**Page extract:**
More than 70 percent of all smokers want to quit, according to the U.S. government, but sometimes it takes more than mere resolve. Smoking is one of the hardest bad habits to correct, largely because nicotine is so addictive. Below are 10 tips to help you realize your 2015 New Year's Eve resolution and finally give up cigarettes.
1. Stop smoking. Quitting cold turkey might sound impossible, but it's as good a strategy as any, mostly because the health benefits are immediate. "As soon as you quit, your body begins to repair the damage caused by smoking," according to the American Lung Association.
2. Write down all your reasons for quitting. Perhaps your bad habit has become too expensive. Maybe you're worried about setting a bad example for your children. Whatever the reason, write it down and frequent this list when you start to feel cravings.
3. Let your friends and family know about your plan. It's important to have a support system when the addiction feels like it is winning. Tell them why you want to quit and how they can help you quit. Be specific, according to smokefree.gov.

**Listed entries:**
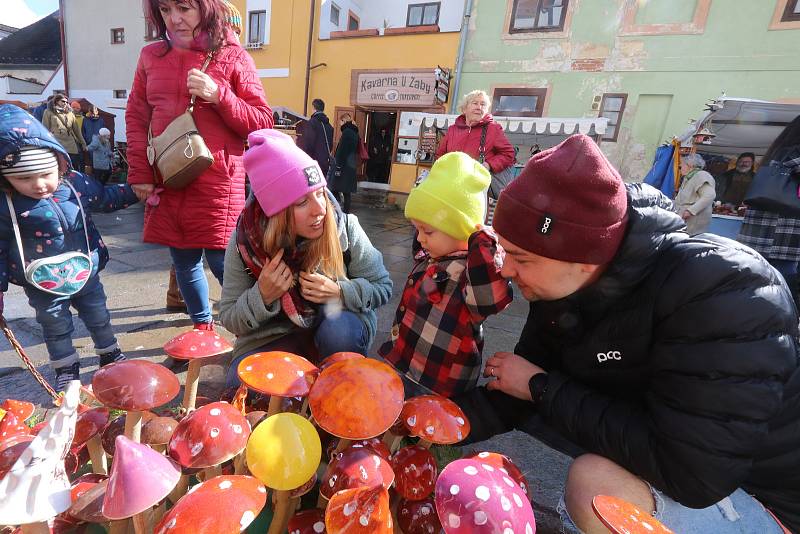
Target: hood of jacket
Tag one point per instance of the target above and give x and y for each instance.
(18, 128)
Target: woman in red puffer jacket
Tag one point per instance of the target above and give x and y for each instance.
(465, 134)
(198, 220)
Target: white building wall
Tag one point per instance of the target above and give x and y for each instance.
(96, 67)
(392, 12)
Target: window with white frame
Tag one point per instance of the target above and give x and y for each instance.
(335, 12)
(423, 14)
(257, 27)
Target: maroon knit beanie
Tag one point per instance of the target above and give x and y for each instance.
(568, 204)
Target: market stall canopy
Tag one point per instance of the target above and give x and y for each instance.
(742, 125)
(538, 125)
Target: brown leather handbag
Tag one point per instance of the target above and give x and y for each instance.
(179, 153)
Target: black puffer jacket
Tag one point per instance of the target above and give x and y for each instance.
(680, 364)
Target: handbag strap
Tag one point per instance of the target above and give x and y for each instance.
(15, 223)
(482, 147)
(192, 100)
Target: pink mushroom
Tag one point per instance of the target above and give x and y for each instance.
(473, 497)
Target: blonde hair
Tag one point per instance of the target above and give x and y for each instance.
(323, 255)
(473, 95)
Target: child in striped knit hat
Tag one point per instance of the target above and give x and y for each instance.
(48, 242)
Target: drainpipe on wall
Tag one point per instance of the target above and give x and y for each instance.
(62, 26)
(454, 96)
(308, 56)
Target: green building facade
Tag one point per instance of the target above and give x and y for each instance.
(650, 66)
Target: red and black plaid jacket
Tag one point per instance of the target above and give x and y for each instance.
(437, 337)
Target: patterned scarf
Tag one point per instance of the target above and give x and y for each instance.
(249, 241)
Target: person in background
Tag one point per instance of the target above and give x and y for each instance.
(317, 136)
(776, 236)
(102, 155)
(194, 222)
(731, 185)
(300, 275)
(60, 119)
(695, 198)
(454, 285)
(345, 182)
(92, 123)
(466, 133)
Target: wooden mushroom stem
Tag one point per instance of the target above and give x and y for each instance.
(36, 528)
(282, 513)
(97, 455)
(133, 426)
(192, 380)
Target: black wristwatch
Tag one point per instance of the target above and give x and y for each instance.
(538, 387)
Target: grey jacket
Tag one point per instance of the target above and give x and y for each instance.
(244, 313)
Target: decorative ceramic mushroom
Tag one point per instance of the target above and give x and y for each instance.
(10, 426)
(89, 505)
(134, 386)
(209, 436)
(11, 449)
(416, 470)
(221, 505)
(339, 357)
(355, 467)
(157, 432)
(362, 510)
(505, 465)
(277, 374)
(475, 497)
(88, 431)
(418, 517)
(356, 399)
(435, 419)
(622, 517)
(308, 522)
(21, 409)
(140, 478)
(36, 488)
(195, 346)
(283, 452)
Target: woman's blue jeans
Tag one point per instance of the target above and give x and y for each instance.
(344, 333)
(191, 277)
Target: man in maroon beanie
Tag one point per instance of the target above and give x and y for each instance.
(672, 361)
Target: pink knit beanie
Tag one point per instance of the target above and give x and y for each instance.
(280, 172)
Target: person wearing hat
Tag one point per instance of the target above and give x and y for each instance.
(49, 244)
(672, 361)
(60, 119)
(300, 275)
(455, 283)
(102, 155)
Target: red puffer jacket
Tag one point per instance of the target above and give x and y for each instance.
(203, 214)
(462, 138)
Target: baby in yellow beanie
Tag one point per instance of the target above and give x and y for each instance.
(455, 284)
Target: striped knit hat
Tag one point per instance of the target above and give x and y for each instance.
(27, 160)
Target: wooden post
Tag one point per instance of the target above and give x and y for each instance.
(133, 426)
(190, 388)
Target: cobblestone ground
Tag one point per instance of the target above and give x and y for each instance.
(136, 280)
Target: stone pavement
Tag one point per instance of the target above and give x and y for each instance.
(136, 280)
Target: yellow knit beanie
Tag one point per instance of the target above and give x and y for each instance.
(452, 198)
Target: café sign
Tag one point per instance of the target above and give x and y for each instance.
(399, 88)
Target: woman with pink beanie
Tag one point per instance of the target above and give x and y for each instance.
(300, 275)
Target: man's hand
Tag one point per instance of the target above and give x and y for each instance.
(200, 84)
(142, 191)
(275, 279)
(318, 288)
(511, 374)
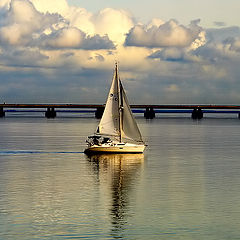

**What you will do:** Rewrite the stretch of the quit-smoking tips from "More than 70" through "to feel cravings.", changing "cold turkey" to "all at once". These items come from a separate source.

**Response to this task:**
More than 70 percent of all smokers want to quit, according to the U.S. government, but sometimes it takes more than mere resolve. Smoking is one of the hardest bad habits to correct, largely because nicotine is so addictive. Below are 10 tips to help you realize your 2015 New Year's Eve resolution and finally give up cigarettes.
1. Stop smoking. Quitting all at once might sound impossible, but it's as good a strategy as any, mostly because the health benefits are immediate. "As soon as you quit, your body begins to repair the damage caused by smoking," according to the American Lung Association.
2. Write down all your reasons for quitting. Perhaps your bad habit has become too expensive. Maybe you're worried about setting a bad example for your children. Whatever the reason, write it down and frequent this list when you start to feel cravings.